GIVEN DATA:

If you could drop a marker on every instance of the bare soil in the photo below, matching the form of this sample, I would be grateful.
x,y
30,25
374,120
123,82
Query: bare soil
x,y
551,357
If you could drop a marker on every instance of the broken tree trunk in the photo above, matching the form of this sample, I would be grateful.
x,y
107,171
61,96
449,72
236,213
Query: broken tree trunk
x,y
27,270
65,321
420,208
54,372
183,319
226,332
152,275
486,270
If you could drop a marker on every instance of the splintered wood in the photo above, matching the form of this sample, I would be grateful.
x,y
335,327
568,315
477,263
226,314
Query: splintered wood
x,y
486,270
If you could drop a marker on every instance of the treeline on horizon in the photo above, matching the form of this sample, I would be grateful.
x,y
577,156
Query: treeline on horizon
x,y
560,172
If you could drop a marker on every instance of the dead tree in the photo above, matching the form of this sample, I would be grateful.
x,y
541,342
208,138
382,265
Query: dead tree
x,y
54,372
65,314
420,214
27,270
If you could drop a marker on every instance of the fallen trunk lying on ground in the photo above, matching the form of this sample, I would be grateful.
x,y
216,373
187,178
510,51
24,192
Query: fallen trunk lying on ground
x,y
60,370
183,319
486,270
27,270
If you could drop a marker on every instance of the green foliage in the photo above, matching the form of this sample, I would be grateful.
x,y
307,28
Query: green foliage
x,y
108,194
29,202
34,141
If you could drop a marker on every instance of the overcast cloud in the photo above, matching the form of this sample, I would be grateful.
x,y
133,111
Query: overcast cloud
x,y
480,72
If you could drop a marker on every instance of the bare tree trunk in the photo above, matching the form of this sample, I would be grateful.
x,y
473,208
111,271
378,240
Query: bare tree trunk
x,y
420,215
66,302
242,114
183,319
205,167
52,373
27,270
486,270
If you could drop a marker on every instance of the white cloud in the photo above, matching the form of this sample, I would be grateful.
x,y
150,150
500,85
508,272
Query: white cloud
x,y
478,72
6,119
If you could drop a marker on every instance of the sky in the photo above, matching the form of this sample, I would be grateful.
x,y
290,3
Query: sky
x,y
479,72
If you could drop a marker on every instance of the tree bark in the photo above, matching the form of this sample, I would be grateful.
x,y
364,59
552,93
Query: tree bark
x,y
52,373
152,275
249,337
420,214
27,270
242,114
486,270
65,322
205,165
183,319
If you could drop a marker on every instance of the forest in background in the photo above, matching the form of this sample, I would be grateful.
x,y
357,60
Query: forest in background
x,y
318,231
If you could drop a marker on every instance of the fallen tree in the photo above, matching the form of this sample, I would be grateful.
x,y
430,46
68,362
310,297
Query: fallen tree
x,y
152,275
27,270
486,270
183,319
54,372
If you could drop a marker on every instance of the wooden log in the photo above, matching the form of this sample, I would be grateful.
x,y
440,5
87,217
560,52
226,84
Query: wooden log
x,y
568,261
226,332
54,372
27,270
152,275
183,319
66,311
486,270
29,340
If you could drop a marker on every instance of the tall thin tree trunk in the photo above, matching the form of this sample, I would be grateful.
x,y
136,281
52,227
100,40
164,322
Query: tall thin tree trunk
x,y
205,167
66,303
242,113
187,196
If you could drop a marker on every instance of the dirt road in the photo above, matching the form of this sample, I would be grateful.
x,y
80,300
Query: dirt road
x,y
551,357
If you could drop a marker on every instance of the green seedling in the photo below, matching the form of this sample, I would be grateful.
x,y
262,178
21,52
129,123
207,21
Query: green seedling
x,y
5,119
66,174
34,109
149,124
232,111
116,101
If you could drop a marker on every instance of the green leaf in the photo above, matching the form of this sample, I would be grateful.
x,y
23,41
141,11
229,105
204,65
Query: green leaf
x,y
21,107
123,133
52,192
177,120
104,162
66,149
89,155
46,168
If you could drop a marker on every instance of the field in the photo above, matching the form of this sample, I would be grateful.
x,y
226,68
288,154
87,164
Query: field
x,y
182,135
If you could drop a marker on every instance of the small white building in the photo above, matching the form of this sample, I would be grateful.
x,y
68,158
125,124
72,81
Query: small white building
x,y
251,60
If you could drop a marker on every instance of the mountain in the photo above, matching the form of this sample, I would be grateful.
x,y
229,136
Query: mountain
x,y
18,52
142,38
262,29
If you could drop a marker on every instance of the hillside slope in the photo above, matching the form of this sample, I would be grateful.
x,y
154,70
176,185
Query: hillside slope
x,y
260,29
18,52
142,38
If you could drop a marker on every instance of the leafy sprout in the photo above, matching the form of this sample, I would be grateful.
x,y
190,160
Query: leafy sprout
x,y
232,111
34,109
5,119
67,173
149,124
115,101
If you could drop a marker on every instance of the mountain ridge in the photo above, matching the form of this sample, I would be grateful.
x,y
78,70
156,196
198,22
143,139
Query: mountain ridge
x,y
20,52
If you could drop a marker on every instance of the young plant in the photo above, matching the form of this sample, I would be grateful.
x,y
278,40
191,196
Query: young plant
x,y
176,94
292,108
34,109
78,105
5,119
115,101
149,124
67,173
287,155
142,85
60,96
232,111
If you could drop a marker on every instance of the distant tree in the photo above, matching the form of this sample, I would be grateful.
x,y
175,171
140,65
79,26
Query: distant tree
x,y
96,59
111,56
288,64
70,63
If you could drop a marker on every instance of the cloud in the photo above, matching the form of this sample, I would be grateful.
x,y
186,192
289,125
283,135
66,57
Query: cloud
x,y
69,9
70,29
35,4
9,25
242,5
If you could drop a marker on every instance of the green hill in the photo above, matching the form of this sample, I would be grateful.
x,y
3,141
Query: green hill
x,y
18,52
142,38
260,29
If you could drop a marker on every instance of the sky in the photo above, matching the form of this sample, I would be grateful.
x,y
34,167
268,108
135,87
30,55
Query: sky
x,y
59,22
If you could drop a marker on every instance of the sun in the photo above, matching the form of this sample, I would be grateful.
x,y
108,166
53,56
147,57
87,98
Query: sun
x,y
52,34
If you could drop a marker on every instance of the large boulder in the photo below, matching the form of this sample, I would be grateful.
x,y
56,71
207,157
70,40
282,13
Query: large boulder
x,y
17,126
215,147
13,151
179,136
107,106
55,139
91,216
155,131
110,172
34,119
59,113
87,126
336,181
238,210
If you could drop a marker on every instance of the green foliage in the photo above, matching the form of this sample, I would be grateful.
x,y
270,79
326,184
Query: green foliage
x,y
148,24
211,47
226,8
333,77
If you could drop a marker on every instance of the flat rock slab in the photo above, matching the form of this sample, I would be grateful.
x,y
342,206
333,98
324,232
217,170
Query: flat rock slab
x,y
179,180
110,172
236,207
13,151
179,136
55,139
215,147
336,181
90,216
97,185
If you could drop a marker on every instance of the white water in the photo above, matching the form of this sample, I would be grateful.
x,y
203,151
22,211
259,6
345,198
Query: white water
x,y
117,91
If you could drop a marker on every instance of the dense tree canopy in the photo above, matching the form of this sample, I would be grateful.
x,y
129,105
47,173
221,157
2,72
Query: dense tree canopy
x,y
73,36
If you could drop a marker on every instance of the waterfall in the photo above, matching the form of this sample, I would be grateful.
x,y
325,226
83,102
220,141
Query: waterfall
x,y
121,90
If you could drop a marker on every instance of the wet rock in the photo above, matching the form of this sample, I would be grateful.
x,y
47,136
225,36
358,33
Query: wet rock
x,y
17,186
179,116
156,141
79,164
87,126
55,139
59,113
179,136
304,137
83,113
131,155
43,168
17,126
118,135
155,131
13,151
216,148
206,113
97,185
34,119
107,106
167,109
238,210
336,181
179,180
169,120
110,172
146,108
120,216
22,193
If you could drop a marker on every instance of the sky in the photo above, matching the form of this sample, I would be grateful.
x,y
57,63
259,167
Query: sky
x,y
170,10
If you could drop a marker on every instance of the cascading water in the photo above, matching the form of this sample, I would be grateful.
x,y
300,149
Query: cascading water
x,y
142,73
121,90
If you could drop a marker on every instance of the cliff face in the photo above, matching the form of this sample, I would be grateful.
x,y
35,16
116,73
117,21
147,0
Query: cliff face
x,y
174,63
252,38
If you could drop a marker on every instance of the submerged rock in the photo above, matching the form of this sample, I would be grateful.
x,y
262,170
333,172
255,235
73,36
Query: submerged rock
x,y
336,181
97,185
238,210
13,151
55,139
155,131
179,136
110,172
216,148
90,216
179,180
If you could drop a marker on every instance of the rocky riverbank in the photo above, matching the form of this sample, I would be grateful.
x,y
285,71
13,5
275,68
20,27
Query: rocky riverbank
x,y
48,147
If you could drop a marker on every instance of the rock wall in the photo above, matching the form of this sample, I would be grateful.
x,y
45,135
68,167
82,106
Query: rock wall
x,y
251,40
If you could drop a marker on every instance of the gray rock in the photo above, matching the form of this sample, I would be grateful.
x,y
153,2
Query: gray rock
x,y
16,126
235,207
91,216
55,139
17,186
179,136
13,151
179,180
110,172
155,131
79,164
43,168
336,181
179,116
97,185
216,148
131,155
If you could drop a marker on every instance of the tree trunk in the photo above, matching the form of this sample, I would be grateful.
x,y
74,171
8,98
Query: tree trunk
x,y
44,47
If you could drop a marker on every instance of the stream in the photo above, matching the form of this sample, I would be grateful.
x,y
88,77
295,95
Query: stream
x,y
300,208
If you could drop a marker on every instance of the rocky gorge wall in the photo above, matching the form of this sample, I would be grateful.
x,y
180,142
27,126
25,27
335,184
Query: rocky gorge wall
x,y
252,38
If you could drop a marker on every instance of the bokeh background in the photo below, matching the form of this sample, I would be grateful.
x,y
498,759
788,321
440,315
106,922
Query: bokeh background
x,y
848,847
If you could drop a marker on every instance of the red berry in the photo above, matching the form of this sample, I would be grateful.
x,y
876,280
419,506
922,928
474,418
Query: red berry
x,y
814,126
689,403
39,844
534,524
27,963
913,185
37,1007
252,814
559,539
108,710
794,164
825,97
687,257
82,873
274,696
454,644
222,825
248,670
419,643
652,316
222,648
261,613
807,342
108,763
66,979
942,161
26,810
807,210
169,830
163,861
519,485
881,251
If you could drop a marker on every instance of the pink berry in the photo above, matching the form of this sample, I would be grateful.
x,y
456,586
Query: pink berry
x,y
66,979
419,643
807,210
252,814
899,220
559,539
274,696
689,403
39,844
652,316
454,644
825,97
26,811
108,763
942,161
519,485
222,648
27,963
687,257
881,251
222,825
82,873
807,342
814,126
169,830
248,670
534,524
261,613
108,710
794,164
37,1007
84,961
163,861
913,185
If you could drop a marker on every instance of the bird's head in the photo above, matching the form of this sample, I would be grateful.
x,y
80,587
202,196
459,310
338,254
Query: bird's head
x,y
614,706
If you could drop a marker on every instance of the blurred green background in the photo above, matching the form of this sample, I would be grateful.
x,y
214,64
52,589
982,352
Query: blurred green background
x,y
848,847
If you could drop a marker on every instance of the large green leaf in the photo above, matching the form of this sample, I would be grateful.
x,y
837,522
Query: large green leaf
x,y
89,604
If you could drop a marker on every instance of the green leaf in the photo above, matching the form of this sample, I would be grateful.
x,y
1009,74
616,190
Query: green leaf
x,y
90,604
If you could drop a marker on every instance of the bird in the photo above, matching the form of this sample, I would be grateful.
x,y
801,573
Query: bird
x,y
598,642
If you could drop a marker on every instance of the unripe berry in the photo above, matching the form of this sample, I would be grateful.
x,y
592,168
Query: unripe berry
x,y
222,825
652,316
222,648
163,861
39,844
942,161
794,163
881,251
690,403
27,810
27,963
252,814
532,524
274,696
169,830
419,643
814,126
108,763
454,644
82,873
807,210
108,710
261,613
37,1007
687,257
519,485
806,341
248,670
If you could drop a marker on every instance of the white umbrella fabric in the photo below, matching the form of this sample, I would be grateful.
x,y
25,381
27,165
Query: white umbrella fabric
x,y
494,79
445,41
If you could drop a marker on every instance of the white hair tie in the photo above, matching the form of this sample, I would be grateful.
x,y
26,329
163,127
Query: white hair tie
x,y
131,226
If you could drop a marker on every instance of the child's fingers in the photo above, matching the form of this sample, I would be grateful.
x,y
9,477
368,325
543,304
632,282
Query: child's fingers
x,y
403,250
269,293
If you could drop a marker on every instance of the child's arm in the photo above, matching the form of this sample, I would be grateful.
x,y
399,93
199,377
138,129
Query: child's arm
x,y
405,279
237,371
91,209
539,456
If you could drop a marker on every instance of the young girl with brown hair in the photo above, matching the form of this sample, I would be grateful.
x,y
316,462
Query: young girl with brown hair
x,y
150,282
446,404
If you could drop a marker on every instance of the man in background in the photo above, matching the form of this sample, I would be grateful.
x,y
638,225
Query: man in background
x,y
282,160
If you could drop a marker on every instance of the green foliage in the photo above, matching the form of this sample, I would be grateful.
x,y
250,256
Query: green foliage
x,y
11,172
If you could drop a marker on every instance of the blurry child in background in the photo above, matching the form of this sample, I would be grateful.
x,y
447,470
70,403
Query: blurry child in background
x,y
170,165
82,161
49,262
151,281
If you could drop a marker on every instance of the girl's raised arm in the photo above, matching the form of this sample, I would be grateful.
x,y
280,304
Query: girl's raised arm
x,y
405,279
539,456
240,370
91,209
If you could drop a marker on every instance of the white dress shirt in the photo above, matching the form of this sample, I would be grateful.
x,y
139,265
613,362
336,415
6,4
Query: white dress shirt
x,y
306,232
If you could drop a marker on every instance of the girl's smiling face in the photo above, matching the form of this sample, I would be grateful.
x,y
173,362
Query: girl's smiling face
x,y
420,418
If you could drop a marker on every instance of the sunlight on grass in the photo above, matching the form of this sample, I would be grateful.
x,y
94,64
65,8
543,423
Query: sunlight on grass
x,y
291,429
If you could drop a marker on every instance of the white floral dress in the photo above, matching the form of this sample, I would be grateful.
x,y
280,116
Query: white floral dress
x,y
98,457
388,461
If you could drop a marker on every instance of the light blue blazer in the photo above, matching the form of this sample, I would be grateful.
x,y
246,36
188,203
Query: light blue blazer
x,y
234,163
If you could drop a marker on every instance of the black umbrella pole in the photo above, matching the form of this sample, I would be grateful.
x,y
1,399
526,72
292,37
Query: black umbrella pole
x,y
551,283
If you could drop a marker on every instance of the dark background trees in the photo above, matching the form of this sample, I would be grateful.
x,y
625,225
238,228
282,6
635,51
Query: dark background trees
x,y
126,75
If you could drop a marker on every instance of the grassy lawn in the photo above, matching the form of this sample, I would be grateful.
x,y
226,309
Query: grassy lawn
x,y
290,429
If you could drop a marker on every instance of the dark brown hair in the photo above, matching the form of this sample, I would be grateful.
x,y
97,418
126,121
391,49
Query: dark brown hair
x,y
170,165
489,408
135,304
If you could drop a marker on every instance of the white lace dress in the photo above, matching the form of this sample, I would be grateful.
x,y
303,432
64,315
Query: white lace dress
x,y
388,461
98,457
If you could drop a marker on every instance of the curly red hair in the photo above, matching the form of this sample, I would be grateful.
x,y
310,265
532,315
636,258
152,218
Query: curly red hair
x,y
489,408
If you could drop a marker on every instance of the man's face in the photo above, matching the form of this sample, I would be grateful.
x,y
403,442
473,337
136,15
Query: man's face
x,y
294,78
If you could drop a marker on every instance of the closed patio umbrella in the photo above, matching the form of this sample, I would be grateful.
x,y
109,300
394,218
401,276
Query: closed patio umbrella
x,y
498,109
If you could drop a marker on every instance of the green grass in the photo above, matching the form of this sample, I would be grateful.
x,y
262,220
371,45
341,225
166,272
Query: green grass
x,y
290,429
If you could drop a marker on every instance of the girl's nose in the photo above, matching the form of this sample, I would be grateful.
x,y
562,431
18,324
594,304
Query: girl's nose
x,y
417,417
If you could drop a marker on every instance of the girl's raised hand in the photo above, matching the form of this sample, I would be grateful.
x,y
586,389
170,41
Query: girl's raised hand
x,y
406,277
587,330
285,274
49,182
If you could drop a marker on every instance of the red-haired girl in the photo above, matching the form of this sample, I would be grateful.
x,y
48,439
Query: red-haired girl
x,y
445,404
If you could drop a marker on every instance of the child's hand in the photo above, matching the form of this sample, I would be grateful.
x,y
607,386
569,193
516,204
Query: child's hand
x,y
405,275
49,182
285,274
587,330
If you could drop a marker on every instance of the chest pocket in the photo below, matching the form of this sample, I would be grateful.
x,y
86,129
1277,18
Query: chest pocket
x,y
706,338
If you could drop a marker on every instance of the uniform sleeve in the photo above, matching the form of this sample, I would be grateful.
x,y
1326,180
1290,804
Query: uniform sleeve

PROBLEM DESCRIPTION: Reproduce, exactly and with nothing added, the lines from the one that includes "of the red-haired" through the last line of the material.

OUTPUT FOR THIS TASK:
If you could drop a marker on every instance of the red-haired girl in the photo above, matching the form of this sample, I would be grateful.
x,y
48,439
Query: red-haired girl
x,y
445,404
If you could drop a marker on every instance of the child's hand in the photo above, matching the form of this sample, I would be grateful.
x,y
607,386
569,193
516,204
Query: child's hand
x,y
405,275
49,182
285,274
587,330
If you could drop a marker on every instance of the chest pocket in the photo below, matching the form of this sample, I would be grateful.
x,y
86,129
1277,18
Query: chest pocket
x,y
706,338
If you could drop a marker on every instance of the uniform sleeve in the photo above, matching the form of this sample, I would be grateful.
x,y
1326,180
1290,804
Query: uniform sleeve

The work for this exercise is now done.